§ REQUIREMENT
Reproduce all of the following data verbatim, keeping every line unchanged.

§ INPUT ROWS
──────────
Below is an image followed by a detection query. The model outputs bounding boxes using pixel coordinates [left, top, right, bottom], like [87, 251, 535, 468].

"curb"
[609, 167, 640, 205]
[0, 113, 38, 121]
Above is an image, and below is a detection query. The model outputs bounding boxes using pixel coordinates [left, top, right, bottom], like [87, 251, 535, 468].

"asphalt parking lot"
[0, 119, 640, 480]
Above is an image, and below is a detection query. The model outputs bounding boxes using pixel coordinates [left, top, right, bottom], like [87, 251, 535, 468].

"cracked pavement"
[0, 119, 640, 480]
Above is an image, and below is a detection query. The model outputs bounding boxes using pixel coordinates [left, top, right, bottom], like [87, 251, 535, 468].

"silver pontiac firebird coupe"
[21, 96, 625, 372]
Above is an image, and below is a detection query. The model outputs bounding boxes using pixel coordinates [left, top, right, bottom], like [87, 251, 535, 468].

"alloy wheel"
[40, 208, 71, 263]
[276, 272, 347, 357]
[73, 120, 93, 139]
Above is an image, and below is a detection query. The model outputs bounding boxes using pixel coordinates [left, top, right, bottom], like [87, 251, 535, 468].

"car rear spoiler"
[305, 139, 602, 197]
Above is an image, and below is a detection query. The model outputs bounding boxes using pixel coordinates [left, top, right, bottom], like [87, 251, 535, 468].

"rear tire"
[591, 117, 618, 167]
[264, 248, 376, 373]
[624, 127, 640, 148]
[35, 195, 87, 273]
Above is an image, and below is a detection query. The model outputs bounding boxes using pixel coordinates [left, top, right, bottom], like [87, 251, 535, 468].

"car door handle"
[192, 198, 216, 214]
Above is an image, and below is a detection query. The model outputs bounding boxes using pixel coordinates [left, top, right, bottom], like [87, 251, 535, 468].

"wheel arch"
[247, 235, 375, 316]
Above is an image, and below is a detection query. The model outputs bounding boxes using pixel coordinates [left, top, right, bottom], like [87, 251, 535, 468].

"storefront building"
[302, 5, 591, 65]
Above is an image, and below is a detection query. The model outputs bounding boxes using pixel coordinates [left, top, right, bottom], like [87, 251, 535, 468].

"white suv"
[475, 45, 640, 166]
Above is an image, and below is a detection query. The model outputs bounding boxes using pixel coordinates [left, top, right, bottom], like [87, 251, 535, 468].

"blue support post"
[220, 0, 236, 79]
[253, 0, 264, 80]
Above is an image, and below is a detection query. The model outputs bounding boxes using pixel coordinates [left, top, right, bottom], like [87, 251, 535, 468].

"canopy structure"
──────────
§ OUTPUT OF THE EXERCISE
Below is an image followed by a detection query. The model outputs bounding boxes using pixel coordinates [left, top, right, bottom], like [87, 251, 535, 468].

"curb"
[609, 167, 640, 205]
[0, 113, 38, 121]
Above is an image, and below is a detection query. The model outputs bounding boxes using pixel coordinates [left, top, right, bottom], like [87, 251, 535, 468].

"asphalt parking lot"
[0, 119, 640, 480]
Above is an image, and below is a detection query. The model outputs bounding boxes using pixel coordinates [left, top, right, bottom], like [87, 251, 535, 468].

"cracked pavement"
[0, 119, 640, 480]
Above is an image, and below is a detection query. The model outputs bounding boxes using pixel coordinates [left, top, right, bottom], like [87, 251, 535, 468].

"silver pontiac firebird coupe"
[21, 96, 625, 372]
Above is an image, and below is a detection query. The model outputs bounding boxes using pixel coordinates [left, top, right, bottom], like [87, 251, 535, 468].

"alloy wheel"
[40, 208, 71, 263]
[276, 272, 347, 357]
[73, 120, 93, 139]
Above is an image, and below is a detection query. The model outputs bounding boxes using pixel coordinates [left, top, right, bottom], like [87, 251, 535, 468].

"car rear spoiler"
[305, 139, 602, 197]
Above is an image, and below is a detection query. The model outputs bounding boxes using pixel coordinates [left, top, right, bottom], like [87, 251, 535, 468].

"rear tire"
[591, 117, 618, 167]
[264, 248, 376, 373]
[624, 127, 640, 148]
[35, 195, 87, 273]
Above is an image, and below is a detection query. The model outputs bounding boxes using pixel coordinates [left, top, right, bottom], like [87, 251, 535, 468].

"car door handle"
[192, 198, 216, 214]
Above is an image, and below is a detection query. The model outputs bounding boxes using pixel coordinates [left, top, right, bottom], like [87, 251, 535, 468].

"wheel arch"
[247, 235, 375, 316]
Above is an image, and below is a detection query. The model outputs bounding boxes using pixel coordinates [left, top, right, bottom], like [87, 251, 535, 468].

"storefront building"
[302, 5, 591, 65]
Above is an image, and below is a detection query. The model outputs bounding boxes using pixel coordinates [left, top, right, bottom], like [87, 251, 535, 468].

"white suv"
[475, 45, 640, 166]
Above is an image, and below is a detection query. The model outputs bounding boxes using pixel coordinates [left, top, right, bottom], like [87, 251, 535, 468].

"blue support post"
[220, 0, 236, 79]
[253, 0, 264, 80]
Above is an image, and below is a detection query. The model outputs bounding boxes using pixel coordinates [left, top, right, bottom], like [87, 251, 535, 468].

"canopy structure"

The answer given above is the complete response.